You are using an older browser version. Please use a supported version for the best MSN experience.

Jury to begin deliberations Wednesday in George Wagner IV’s trial

WXIX Cincinnati 11/29/2022 Jennifer Edwards Baker, Mike Schell
George Wagner IV, 31, leaves the courtroom during a break in what could be the last week of his trial, Tuesday, Nov. 29, 2022 in Pike County Common Pleas Court in Waverly, Ohio. His attorneys are Richard M. Nash Jr., left, and John P. Parker, right. The trial started on Aug. 29, 2022. Eight members of the Rhoden family were found shot to death at four different locations on April 21-22, 2016. Wagner’s brother Jake Wagner and mom, Angela Wagner, have already pleaded guilty. George’s dad, George “Billy” Wagner III will go on trial in 2023. © Liz Dufour George Wagner IV, 31, leaves the courtroom during a break in what could be the last week of his trial, Tuesday, Nov. 29, 2022 in Pike County Common Pleas Court in Waverly, Ohio. His attorneys are Richard M. Nash Jr., left, and John P. Parker, right. The trial started on Aug. 29, 2022. Eight members of the Rhoden family were found shot to death at four different locations on April 21-22, 2016. Wagner’s brother Jake Wagner and mom, Angela Wagner, have already pleaded guilty. George’s dad, George “Billy” Wagner III will go on trial in 2023.

WAVERLY, Ohio (WXIX) - The jury will begin deliberations at 8:30 a.m. Wednesday in the murder trial of George Wagner IV.

Pike County Common Pleas Court Judge Randy Deering read more than 100 pages of instructions to the jurors before asking if they wanted to begin deliberations Tuesday night.

The jury decided they would return on Wednesday.

The prosecution of the state’s largest and most expensive homicide case to date has been voluminous.

Prosecutors say this is the longest-serving jury in any criminal case in Ohio with some 60 witnesses testifying and more than 1,000 trial exhibits over the past three months.

George Wagner’s defense attorney gave his closing argument Tuesday as the jury prepares to decide his fate in the 2016 Pike County massacre case.

Attorney John Parker said prosecutors, who gave a four-and-a-half-hour closing argument on Monday, simply don’t have enough evidence against George.

Pike County massacre: Complete trial coverage

Earlier Tuesday, George Wagner IV’s defense attorney, John Parker, said in his closing argument prosecutors, who gave a four-and-a-half-hour closing argument on Monday, simply don’t have enough evidence against George.

Parker repeatedly rejected what he called the case’s fatal flaw: the prosecution’s contention that the motive in the murders was control and custody of George’s niece, Sophia, the daughter of his brother and one of the murder victims.

‘The state has this theory that they have presented ad nauseam that this is about custody,” he said, dismissing that as “making no sense.

» PROVIDED INFORMATION
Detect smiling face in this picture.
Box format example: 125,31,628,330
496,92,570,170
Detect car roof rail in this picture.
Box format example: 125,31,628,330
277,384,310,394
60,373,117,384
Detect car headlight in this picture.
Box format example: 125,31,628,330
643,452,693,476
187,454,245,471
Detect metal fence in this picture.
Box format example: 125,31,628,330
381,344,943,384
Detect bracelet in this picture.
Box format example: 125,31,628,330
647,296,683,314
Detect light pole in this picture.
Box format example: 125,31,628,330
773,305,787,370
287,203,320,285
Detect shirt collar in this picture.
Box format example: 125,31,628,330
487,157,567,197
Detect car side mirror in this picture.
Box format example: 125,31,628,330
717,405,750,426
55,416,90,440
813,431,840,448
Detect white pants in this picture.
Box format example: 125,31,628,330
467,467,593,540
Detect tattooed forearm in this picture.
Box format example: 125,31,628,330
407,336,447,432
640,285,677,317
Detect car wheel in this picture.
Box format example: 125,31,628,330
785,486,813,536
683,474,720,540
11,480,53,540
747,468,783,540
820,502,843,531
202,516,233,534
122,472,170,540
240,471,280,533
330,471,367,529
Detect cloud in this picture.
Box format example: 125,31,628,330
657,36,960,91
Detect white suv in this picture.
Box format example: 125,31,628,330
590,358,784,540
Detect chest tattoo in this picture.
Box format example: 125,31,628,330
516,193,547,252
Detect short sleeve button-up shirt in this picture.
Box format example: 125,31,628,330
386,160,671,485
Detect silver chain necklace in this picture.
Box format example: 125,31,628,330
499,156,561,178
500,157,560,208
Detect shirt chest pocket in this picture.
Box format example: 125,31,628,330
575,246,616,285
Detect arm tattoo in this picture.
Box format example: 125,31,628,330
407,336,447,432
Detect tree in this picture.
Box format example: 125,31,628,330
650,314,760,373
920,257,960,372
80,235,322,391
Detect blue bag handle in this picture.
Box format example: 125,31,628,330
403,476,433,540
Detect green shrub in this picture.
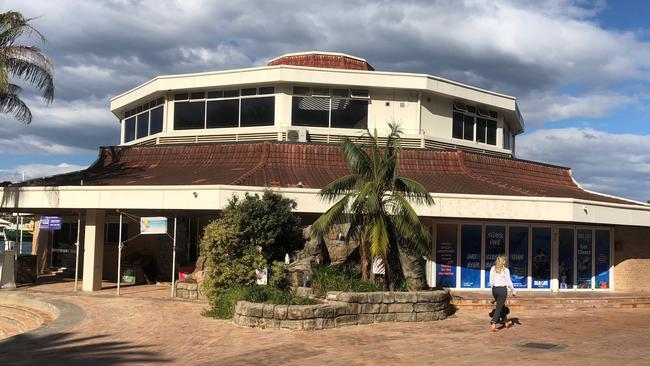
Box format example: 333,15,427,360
203,285,318,319
269,261,289,289
201,191,302,307
311,265,384,295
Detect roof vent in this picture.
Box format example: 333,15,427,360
287,130,307,142
268,51,374,71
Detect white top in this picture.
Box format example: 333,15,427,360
490,266,515,292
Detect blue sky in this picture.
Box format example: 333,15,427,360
0,0,650,201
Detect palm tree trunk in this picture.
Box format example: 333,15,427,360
359,234,368,281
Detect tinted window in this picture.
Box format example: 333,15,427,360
291,97,330,127
241,97,275,127
149,107,163,135
331,98,368,129
452,112,463,139
174,102,205,130
124,117,135,142
136,112,149,139
487,120,497,145
476,118,487,143
207,99,239,128
463,116,474,140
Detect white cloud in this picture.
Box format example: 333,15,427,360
0,163,86,182
520,93,638,125
517,128,650,202
0,135,94,155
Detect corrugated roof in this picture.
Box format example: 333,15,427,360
19,142,632,204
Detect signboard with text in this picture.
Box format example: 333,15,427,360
140,217,167,235
38,216,63,231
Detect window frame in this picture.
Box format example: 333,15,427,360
291,85,370,130
451,102,496,148
171,85,277,131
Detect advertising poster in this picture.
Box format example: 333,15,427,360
485,226,506,287
436,224,457,287
140,217,167,234
531,227,551,288
557,229,574,289
460,225,482,288
38,216,63,230
596,230,609,289
508,226,528,288
576,229,592,289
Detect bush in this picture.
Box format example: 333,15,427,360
269,261,289,289
311,265,384,295
203,285,318,319
201,191,302,307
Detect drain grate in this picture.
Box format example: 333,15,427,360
519,342,560,349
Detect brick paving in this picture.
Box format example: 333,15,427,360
0,286,650,365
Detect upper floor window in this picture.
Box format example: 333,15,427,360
452,102,498,145
174,86,275,130
123,97,165,142
291,86,369,129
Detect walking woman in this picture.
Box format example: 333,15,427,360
490,255,517,332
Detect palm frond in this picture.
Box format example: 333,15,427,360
0,89,32,124
2,46,54,103
311,194,351,237
394,177,435,206
319,174,361,202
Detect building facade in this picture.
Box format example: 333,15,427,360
0,52,650,291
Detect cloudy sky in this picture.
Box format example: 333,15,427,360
0,0,650,201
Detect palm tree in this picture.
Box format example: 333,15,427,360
312,123,433,290
0,11,54,123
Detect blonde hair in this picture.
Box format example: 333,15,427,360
494,255,508,273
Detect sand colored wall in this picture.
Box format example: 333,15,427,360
614,226,650,292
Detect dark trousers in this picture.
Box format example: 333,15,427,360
491,286,508,324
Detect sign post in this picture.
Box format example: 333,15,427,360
117,212,124,296
74,211,81,292
172,216,178,299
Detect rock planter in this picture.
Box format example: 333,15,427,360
176,279,205,300
234,290,451,330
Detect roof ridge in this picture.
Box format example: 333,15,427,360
456,150,539,196
231,141,271,185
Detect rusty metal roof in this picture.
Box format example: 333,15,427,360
17,141,633,204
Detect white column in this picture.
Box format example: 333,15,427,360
82,210,106,291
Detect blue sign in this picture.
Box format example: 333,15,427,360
485,226,506,287
576,229,592,289
38,216,63,230
436,224,457,287
508,226,528,288
460,225,482,288
532,227,551,288
596,230,609,289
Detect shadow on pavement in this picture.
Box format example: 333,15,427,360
0,333,173,366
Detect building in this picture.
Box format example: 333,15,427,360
0,52,650,291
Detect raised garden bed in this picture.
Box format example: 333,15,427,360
234,290,451,330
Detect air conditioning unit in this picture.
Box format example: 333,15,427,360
287,129,307,142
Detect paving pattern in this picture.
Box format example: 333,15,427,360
0,286,650,366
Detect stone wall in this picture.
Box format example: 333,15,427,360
176,279,205,300
613,226,650,292
234,290,451,330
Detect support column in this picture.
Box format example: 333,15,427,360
82,210,106,291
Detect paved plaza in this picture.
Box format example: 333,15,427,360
0,284,650,366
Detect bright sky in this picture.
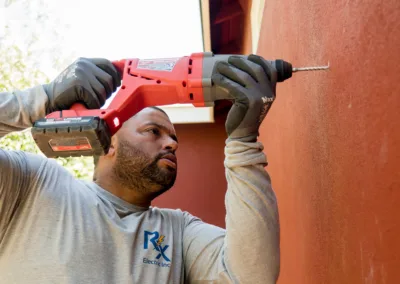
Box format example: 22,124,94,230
0,0,203,75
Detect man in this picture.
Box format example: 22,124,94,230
0,55,280,284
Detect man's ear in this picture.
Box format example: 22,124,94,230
105,135,118,158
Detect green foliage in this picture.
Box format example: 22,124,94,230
0,42,94,180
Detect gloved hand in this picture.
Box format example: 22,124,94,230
212,54,277,142
43,58,121,114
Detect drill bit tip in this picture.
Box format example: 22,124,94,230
292,62,329,72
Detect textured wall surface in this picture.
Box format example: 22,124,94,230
258,0,400,284
153,118,227,227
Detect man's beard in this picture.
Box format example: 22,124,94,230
113,140,176,198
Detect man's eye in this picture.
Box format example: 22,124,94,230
149,128,160,135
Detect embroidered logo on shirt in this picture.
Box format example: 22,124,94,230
143,231,171,267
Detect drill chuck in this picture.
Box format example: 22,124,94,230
275,59,293,82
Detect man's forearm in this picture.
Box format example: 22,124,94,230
0,85,48,138
225,140,280,284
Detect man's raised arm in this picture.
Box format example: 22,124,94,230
0,58,121,240
0,58,121,138
184,55,280,284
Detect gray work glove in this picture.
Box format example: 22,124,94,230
212,55,277,142
43,58,121,114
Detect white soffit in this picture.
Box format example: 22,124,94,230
159,104,214,124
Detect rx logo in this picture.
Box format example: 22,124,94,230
144,231,171,261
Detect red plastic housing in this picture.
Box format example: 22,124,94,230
46,52,204,135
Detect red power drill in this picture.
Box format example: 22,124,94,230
31,52,292,158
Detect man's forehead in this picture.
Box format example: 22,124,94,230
130,107,175,131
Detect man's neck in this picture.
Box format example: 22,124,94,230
94,175,151,208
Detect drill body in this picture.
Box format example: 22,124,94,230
32,52,292,158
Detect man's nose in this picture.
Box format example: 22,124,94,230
163,136,178,152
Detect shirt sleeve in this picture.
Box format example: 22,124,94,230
0,85,48,138
0,149,44,243
183,140,280,284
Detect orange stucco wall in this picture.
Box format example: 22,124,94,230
258,0,400,284
153,117,227,227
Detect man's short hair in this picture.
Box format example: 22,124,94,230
93,106,169,168
150,106,169,118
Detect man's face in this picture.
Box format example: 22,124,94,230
113,108,178,198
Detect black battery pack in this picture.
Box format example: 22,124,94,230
31,116,111,158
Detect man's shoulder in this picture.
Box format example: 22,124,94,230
151,207,202,226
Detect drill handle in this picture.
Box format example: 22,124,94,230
70,59,125,111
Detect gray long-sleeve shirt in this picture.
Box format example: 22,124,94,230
0,86,279,284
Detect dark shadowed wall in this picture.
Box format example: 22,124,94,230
153,117,227,227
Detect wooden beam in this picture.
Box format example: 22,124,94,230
200,0,211,52
213,1,243,25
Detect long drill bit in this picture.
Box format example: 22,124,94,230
292,62,329,72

» TASK LIST
1. Reproduce the part of the trial report that opens with the words containing "Pike County Common Pleas Court Judge" and closes with "deliberations Tuesday night.", switching "instructions" to "directions".
2. Pick up the trial report after its last sentence and keep writing.

» ANSWERS TO THE EXERCISE
1.
Pike County Common Pleas Court Judge Randy Deering read more than 100 pages of directions to the jurors before asking if they wanted to begin deliberations Tuesday night.

2.
“Have you ever heard of such a thing? No. People don’t kill each other over custody. We have a whole court system to deal with custody. Quite frankly, I don’t think anybody will ever believe this is about custody.”

George and three other members of his family: his brother Jake Wagner, 28, and their parents Angela Wagner, 52, and Billy Wagner, 51, were all indicted on capital murder charges in the April 21-22, 2016 execution-style shootings of eight members of the Rhoden and Gilley families.

George, 31, could spend the rest of his life behind bars if he is convicted on some or all of the 22 charges against him including eight counts of aggravated murder.

The other charges he faces are conspiracy to commit aggravated murder, four counts of aggravated burglary, three counts of tampering with evidence, one count each of forgery, unauthorized use of property, interception of wire, oral or electronic communications, obstructing justice, and engaging in a pattern of corrupt activity.

The victims are Christopher Rhoden Sr., 40; his older brother, Kenneth Rhoden, 44; his cousin, Gary Rhoden; Chris Rhoden Sr.’s former wife, Dana Lynn Rhoden, 37, and their children: Clarence “Frankie” Rhoden, 20, Hanna Rhoden, 19, Christopher Rhoden Jr., 16, and Frankie’s fiancé, Hannah “Hazel” Gilley, 20.

George is the first one to be tried for the massacre.

His defense lost a request last week for his acquittal due to a lack of evidence.

But the death penalty is now off the table as a possible punishment should he be convicted of any of the aggravated murder charges.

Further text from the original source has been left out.